> _EXERCISE TASK_:
Reproduce as a numbered list the stretch of lines from the one containing "the player's ear" through the one containing "(1382, 392)", both included, leaving out any blank lines.

════════════════════

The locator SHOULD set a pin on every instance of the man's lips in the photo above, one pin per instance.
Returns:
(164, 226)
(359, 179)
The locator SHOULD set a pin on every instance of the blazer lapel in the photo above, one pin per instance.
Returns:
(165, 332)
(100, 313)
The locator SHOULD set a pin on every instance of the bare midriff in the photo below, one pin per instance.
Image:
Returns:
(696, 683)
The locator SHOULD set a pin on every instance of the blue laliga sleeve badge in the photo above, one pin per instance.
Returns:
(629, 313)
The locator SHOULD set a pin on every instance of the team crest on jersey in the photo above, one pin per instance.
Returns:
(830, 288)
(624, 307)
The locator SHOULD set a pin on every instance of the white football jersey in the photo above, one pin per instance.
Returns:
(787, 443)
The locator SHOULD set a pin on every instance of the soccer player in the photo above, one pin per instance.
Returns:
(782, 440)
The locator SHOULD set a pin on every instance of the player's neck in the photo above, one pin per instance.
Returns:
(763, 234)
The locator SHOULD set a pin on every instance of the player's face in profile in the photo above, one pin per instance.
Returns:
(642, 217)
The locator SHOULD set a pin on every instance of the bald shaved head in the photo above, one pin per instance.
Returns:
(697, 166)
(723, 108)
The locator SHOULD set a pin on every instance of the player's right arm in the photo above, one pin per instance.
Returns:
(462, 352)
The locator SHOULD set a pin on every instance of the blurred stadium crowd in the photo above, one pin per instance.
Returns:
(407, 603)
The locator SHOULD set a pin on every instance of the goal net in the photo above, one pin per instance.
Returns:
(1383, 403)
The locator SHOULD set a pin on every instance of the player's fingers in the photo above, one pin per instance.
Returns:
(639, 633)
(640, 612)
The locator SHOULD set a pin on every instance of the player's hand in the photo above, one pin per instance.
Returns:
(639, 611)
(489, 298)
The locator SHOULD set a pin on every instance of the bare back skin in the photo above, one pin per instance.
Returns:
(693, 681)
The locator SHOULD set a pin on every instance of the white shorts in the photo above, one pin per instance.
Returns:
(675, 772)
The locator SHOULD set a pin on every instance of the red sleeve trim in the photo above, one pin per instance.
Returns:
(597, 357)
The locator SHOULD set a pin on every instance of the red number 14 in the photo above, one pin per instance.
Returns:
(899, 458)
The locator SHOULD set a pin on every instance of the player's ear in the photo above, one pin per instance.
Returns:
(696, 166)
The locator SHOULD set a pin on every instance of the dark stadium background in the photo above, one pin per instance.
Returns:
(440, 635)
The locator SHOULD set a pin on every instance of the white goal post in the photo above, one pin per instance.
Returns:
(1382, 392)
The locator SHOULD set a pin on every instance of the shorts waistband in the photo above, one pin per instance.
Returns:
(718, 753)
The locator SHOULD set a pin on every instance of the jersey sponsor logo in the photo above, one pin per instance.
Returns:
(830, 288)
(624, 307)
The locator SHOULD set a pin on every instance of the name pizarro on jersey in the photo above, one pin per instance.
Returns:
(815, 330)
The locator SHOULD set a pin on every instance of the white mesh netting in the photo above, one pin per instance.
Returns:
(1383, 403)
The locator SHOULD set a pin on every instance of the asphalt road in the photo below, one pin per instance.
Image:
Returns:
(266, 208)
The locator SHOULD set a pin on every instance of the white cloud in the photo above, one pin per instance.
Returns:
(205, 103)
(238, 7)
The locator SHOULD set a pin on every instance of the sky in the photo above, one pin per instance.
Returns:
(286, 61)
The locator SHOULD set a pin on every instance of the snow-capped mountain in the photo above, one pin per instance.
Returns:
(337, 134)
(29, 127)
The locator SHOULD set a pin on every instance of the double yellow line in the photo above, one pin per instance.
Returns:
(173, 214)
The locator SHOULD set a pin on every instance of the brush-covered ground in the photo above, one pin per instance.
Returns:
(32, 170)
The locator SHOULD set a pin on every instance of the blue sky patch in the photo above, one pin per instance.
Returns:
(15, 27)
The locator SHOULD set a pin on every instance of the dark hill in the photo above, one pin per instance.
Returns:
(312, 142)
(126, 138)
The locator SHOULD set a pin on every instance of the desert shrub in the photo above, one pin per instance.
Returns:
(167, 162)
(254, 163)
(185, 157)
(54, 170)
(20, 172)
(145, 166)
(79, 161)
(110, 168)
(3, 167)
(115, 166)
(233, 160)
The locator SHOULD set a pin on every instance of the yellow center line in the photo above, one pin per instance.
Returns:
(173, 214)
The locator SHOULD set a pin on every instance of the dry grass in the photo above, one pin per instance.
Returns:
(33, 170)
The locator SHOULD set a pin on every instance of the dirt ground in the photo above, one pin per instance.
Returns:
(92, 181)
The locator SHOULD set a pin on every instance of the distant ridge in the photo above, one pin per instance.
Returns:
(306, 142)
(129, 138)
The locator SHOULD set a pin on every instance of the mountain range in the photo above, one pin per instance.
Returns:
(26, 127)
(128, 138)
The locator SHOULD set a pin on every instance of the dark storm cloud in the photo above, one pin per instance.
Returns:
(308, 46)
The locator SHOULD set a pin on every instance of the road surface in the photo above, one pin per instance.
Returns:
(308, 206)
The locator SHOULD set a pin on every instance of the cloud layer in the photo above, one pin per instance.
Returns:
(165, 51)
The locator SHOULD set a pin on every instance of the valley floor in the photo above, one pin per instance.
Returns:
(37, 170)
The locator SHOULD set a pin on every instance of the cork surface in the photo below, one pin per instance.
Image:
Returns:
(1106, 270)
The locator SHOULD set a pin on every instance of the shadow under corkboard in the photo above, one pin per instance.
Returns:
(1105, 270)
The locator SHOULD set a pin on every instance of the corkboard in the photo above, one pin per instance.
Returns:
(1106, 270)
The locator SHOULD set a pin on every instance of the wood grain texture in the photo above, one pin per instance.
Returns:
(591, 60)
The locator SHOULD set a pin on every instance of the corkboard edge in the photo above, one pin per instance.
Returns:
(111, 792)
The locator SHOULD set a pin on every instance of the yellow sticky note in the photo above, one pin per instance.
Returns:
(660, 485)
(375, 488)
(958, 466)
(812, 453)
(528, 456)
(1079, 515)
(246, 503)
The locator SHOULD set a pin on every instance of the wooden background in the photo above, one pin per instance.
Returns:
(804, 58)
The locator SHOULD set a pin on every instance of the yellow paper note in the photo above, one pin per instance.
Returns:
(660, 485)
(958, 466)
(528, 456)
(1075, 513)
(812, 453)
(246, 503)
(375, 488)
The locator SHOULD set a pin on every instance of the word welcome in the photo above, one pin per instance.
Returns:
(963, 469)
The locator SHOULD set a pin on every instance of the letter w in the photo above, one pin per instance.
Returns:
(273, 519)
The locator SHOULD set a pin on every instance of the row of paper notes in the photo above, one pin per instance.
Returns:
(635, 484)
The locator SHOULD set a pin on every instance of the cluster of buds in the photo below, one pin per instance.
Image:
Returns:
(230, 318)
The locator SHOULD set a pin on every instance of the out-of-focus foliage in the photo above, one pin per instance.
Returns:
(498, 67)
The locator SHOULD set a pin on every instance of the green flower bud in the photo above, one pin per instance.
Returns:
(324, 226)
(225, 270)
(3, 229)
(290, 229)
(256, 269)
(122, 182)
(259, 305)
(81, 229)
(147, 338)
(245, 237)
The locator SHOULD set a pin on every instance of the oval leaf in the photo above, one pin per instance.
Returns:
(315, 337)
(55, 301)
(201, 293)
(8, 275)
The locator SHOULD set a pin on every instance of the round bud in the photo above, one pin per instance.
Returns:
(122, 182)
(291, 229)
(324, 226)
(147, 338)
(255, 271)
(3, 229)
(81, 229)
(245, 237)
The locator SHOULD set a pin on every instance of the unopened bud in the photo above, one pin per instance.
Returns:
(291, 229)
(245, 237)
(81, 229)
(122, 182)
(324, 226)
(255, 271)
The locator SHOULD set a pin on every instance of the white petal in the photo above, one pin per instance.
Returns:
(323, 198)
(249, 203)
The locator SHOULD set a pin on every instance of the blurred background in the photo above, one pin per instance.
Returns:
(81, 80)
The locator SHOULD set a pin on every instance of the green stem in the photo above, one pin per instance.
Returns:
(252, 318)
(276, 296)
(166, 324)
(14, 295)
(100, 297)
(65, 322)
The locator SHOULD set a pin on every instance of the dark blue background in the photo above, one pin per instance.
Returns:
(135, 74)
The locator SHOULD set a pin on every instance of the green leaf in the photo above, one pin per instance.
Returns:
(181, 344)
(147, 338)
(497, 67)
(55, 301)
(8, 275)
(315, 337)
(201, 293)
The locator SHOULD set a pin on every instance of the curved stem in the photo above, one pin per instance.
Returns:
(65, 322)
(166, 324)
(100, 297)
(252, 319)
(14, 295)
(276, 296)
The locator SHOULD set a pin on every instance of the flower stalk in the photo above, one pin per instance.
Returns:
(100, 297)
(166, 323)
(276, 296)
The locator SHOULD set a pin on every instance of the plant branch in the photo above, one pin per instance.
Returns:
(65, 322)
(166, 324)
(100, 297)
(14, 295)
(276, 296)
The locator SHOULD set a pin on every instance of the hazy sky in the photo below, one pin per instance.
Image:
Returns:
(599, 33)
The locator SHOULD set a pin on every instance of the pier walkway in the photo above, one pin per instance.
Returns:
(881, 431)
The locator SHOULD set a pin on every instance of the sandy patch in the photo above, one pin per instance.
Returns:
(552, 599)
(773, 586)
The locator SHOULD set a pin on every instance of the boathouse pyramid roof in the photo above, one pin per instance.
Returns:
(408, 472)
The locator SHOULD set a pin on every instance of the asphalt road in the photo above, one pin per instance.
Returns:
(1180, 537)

════════════════════

> _RESPONSE TO THIS EXERCISE_:
1. The locator SHOULD set a pin on every instance of the player's ear in the photo above, one pin per instance.
2. Returns:
3. (696, 166)
4. The locator SHOULD set a pin on every instance of the dark stadium background in the photo above, one pin per instance.
5. Returns:
6. (440, 635)
7. The locator SHOULD set a pin on every instance of the white goal post in the photo above, one pin per instance.
8. Returns:
9. (1382, 392)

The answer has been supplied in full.